Objective: Render the stretch of the listing below, from the line containing "of the gray-green" through the line containing "x=231 y=168", as a JSON list of strings with one string per line and blank lines omitted.

Data extract:
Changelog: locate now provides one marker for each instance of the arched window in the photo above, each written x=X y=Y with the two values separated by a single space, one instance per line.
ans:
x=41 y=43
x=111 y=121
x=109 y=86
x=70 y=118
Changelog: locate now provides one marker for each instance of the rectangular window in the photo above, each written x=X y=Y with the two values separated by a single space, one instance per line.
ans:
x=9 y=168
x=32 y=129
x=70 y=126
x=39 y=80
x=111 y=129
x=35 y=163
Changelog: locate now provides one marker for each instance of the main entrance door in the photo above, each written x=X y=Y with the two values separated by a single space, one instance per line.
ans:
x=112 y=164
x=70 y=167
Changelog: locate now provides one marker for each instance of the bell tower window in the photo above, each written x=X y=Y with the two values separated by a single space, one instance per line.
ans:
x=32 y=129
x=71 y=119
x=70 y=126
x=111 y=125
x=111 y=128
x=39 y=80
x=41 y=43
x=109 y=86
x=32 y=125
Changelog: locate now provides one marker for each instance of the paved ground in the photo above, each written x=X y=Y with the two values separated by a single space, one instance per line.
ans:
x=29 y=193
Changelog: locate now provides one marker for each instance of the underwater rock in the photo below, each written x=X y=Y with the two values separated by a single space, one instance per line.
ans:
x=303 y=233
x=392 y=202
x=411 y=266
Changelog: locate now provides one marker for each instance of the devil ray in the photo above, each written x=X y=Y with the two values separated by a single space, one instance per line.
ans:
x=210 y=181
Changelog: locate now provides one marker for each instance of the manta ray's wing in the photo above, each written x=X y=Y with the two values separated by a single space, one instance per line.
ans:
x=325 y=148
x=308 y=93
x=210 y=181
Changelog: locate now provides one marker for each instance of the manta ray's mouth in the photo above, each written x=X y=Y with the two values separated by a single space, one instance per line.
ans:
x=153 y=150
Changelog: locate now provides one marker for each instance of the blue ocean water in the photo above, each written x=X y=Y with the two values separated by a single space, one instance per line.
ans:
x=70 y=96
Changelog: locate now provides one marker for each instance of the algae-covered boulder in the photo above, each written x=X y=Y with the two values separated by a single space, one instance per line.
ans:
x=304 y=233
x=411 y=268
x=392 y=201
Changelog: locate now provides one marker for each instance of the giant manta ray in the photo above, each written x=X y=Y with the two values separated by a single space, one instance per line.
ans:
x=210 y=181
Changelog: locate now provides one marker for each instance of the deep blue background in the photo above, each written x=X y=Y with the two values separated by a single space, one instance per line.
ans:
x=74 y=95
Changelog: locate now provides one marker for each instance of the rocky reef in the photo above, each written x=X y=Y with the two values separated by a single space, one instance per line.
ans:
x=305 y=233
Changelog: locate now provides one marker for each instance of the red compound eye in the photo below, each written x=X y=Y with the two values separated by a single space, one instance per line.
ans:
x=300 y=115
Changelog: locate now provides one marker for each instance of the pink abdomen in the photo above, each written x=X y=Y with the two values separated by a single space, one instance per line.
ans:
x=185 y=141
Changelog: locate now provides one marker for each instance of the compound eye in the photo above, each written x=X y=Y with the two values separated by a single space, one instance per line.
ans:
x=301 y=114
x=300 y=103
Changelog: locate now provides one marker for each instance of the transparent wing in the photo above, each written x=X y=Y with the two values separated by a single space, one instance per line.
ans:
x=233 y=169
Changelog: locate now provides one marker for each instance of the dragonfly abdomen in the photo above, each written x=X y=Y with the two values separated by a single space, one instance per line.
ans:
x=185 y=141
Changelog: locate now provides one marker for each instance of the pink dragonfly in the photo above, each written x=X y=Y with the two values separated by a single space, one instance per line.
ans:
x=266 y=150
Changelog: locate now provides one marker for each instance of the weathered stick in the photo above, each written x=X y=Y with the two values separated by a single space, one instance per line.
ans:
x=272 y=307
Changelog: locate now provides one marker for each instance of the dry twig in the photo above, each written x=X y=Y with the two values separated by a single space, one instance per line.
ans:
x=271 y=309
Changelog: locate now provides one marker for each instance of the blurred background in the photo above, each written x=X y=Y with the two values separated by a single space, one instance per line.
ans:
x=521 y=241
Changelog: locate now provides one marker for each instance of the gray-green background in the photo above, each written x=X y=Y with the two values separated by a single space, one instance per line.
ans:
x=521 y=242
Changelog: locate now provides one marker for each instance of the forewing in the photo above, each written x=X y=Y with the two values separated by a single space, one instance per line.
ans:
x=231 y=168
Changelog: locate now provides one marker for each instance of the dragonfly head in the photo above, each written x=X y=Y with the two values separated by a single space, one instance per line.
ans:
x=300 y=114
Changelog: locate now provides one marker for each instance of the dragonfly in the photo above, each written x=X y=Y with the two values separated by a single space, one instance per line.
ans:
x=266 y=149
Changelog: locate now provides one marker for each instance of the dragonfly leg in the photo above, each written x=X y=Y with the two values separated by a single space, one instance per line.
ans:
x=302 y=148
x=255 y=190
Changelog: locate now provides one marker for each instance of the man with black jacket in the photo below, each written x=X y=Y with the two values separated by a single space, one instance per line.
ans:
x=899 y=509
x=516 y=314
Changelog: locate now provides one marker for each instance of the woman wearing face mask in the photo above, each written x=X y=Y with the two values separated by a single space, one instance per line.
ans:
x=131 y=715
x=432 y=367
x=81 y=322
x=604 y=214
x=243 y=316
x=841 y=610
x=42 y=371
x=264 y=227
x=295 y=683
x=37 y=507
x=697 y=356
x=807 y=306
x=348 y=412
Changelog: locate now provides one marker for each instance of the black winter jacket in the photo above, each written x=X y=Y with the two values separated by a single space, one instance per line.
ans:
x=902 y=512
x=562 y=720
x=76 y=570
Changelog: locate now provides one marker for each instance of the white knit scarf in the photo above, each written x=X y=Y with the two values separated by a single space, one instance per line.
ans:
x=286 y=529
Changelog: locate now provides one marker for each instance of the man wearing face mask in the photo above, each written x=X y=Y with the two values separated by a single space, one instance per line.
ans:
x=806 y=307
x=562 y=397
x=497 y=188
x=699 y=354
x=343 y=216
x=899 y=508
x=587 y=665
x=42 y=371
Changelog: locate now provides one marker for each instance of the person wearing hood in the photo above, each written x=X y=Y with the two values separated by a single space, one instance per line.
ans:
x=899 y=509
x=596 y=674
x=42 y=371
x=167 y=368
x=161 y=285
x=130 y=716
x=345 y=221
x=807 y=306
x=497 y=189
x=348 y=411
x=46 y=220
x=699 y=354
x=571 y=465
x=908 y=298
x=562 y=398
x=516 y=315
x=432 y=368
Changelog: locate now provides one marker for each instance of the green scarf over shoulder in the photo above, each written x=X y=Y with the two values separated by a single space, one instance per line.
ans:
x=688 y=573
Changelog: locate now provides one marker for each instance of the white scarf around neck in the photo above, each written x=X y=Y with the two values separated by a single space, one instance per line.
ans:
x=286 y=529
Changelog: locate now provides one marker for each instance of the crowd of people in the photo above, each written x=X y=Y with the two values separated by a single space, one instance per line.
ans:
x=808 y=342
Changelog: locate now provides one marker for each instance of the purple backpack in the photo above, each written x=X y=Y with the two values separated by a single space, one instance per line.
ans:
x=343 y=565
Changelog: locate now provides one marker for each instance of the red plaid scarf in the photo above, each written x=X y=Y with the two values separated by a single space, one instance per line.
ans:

Written response:
[
  "Changelog: locate now provides one marker for each instance of the gray-green background in the photo above, each written x=X y=Y with the two values separated by a single space, one instance per line.",
  "ans:",
  "x=521 y=242",
  "Changelog: locate now provides one marker for each instance of the forewing in the photo above, each written x=X y=Y with the two values separated by a single space, one instance per line.",
  "ans:",
  "x=231 y=168"
]